*** Dataset excerpts ***
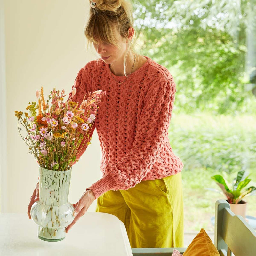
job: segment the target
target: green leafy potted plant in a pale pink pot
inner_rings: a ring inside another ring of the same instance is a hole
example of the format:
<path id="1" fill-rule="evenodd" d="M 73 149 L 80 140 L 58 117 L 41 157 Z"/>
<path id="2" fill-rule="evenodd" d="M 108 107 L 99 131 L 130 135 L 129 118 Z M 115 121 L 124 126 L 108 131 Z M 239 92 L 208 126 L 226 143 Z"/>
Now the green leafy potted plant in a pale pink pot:
<path id="1" fill-rule="evenodd" d="M 251 181 L 251 179 L 248 179 L 249 176 L 250 174 L 247 175 L 245 171 L 239 171 L 236 178 L 233 180 L 232 185 L 229 187 L 221 175 L 217 174 L 211 176 L 211 178 L 215 180 L 224 195 L 227 197 L 226 201 L 230 204 L 231 211 L 236 215 L 241 215 L 244 219 L 246 216 L 245 213 L 247 202 L 242 199 L 246 196 L 253 195 L 256 191 L 254 186 L 245 188 Z M 230 189 L 231 187 L 232 189 Z M 211 188 L 210 190 L 216 191 L 215 189 Z M 219 191 L 217 190 L 217 192 Z"/>

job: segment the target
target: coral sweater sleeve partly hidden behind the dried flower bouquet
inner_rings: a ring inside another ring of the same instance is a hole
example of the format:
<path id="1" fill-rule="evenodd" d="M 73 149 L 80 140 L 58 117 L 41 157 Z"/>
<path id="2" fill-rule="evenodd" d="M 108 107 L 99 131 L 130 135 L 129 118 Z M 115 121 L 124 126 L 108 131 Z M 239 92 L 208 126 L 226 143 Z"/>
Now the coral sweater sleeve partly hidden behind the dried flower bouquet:
<path id="1" fill-rule="evenodd" d="M 85 99 L 86 99 L 88 97 L 88 93 L 89 92 L 92 93 L 91 84 L 92 84 L 92 72 L 90 69 L 90 62 L 89 62 L 83 68 L 81 68 L 77 73 L 75 82 L 71 88 L 72 90 L 76 88 L 76 94 L 73 96 L 73 98 L 71 98 L 72 93 L 70 92 L 68 95 L 67 101 L 79 102 L 78 103 L 78 107 L 79 107 L 84 99 L 84 95 L 87 94 L 85 96 Z M 94 130 L 95 130 L 95 121 L 92 123 L 92 126 L 88 129 L 89 137 L 85 136 L 80 146 L 78 147 L 79 153 L 76 156 L 77 160 L 84 154 L 84 151 L 88 146 L 86 143 L 90 141 L 89 138 L 92 137 Z M 72 165 L 74 165 L 75 163 L 76 161 L 73 162 Z"/>

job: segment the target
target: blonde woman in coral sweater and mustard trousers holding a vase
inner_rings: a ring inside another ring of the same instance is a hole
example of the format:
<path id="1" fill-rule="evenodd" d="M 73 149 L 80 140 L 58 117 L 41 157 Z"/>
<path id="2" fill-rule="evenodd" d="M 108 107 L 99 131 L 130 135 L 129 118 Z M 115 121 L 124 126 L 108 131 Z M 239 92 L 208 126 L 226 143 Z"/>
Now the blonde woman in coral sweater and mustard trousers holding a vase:
<path id="1" fill-rule="evenodd" d="M 117 216 L 132 248 L 183 247 L 183 163 L 168 139 L 176 86 L 164 66 L 135 53 L 134 34 L 130 2 L 90 1 L 85 36 L 101 58 L 80 69 L 72 101 L 106 91 L 90 132 L 97 128 L 103 177 L 74 204 L 66 232 L 97 199 L 96 212 Z"/>

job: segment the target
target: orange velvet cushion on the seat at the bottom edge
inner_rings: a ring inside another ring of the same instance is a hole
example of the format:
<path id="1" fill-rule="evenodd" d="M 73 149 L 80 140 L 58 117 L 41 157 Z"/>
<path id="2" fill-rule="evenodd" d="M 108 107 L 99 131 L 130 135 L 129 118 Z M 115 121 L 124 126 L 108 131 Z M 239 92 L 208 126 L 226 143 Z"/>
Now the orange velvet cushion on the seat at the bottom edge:
<path id="1" fill-rule="evenodd" d="M 183 256 L 220 256 L 220 254 L 204 228 L 201 228 L 200 232 L 188 245 Z"/>

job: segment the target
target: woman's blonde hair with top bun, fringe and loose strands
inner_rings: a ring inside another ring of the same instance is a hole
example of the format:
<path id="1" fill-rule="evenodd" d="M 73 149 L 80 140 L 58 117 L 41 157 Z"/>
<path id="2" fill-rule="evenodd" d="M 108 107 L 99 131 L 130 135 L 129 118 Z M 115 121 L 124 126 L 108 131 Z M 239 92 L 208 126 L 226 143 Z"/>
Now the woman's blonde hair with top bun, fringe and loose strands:
<path id="1" fill-rule="evenodd" d="M 133 7 L 130 0 L 96 0 L 96 8 L 90 7 L 89 20 L 84 27 L 84 35 L 87 38 L 87 51 L 89 46 L 92 47 L 92 42 L 96 44 L 105 42 L 120 49 L 115 36 L 116 30 L 121 37 L 128 38 L 128 29 L 133 27 L 132 12 Z M 128 40 L 128 47 L 124 54 L 125 76 L 127 76 L 126 60 L 128 54 L 130 51 L 136 52 L 136 47 L 140 49 L 138 44 L 136 44 L 136 36 L 137 34 L 134 29 L 134 36 L 132 40 Z M 137 56 L 139 58 L 138 54 Z"/>

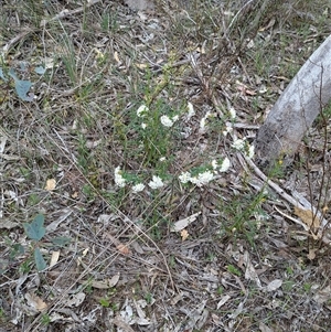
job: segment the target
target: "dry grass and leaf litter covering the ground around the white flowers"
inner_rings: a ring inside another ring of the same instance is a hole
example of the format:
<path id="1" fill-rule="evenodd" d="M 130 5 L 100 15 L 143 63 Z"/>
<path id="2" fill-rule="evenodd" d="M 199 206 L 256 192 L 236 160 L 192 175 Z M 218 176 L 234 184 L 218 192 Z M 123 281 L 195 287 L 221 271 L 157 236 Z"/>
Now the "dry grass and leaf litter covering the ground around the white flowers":
<path id="1" fill-rule="evenodd" d="M 284 216 L 292 207 L 232 144 L 252 143 L 329 33 L 330 6 L 234 2 L 156 1 L 136 12 L 118 1 L 4 1 L 0 66 L 31 81 L 34 94 L 24 101 L 0 79 L 4 331 L 329 331 L 329 248 Z M 167 128 L 162 115 L 179 120 Z M 323 124 L 307 138 L 314 152 L 273 175 L 320 207 L 330 193 L 316 148 L 328 139 Z M 207 185 L 179 181 L 224 158 L 229 170 Z M 311 164 L 318 171 L 308 181 Z M 125 188 L 115 183 L 117 167 Z M 161 189 L 150 188 L 152 175 Z M 140 182 L 145 190 L 134 193 Z M 40 242 L 23 228 L 38 214 L 46 226 Z M 71 243 L 54 245 L 60 236 Z"/>

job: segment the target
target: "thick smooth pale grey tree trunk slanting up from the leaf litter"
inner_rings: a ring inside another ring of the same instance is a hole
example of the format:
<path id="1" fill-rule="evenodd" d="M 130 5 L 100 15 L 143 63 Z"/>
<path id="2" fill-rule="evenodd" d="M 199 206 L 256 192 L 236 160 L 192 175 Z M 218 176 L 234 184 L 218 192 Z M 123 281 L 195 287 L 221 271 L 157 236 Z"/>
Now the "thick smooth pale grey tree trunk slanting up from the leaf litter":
*** End of Dataset excerpts ***
> Directions: Reproduce, without alteration and without pictures, only those lines that lie between the first line of the entries above and the line containing "target: blonde woman", both of them included.

> Answer space:
job: segment the target
target: green leafy potted plant in a pale pink pot
inner_rings: a ring inside another ring of the same instance is a hole
example of the format:
<path id="1" fill-rule="evenodd" d="M 73 149 L 80 140 L 58 117 L 41 157 Z"/>
<path id="2" fill-rule="evenodd" d="M 108 107 L 99 131 L 130 135 L 129 118 Z M 115 121 L 124 126 L 108 131 Z M 239 92 L 208 126 L 226 143 Z"/>
Now the green leafy potted plant in a pale pink pot:
<path id="1" fill-rule="evenodd" d="M 251 181 L 251 179 L 248 179 L 249 176 L 250 174 L 247 175 L 245 171 L 239 171 L 236 178 L 233 180 L 232 185 L 229 187 L 221 175 L 217 174 L 211 176 L 211 178 L 215 180 L 224 195 L 227 197 L 226 201 L 230 204 L 231 211 L 236 215 L 241 215 L 244 219 L 246 216 L 245 213 L 247 202 L 242 199 L 246 196 L 253 195 L 256 191 L 254 186 L 245 188 Z M 230 189 L 231 187 L 232 189 Z M 211 188 L 210 190 L 216 191 L 215 189 Z M 219 191 L 217 190 L 217 192 Z"/>

job: segment the target
target: coral sweater sleeve partly hidden behind the dried flower bouquet
inner_rings: a ring inside another ring of the same instance is a hole
example of the format:
<path id="1" fill-rule="evenodd" d="M 73 149 L 80 140 L 58 117 L 41 157 Z"/>
<path id="2" fill-rule="evenodd" d="M 108 107 L 99 131 L 130 135 L 129 118 Z M 115 121 L 124 126 L 108 131 Z M 239 92 L 208 126 L 226 143 Z"/>
Now the coral sweater sleeve partly hidden behind the dried flower bouquet:
<path id="1" fill-rule="evenodd" d="M 85 99 L 86 99 L 88 97 L 88 93 L 89 92 L 92 93 L 91 84 L 92 84 L 92 72 L 90 69 L 90 62 L 89 62 L 83 68 L 81 68 L 77 73 L 75 82 L 71 88 L 72 90 L 76 88 L 76 94 L 73 96 L 73 98 L 71 98 L 72 93 L 70 92 L 68 95 L 67 101 L 79 102 L 78 103 L 78 107 L 79 107 L 84 99 L 84 95 L 87 94 L 85 96 Z M 94 130 L 95 130 L 95 121 L 92 123 L 92 126 L 88 129 L 89 137 L 85 136 L 80 146 L 78 147 L 79 153 L 76 156 L 77 160 L 84 154 L 84 151 L 88 146 L 86 143 L 90 141 L 89 138 L 92 137 Z M 72 165 L 74 165 L 75 163 L 76 161 L 73 162 Z"/>

job: segment the target
target: blonde woman in coral sweater and mustard trousers holding a vase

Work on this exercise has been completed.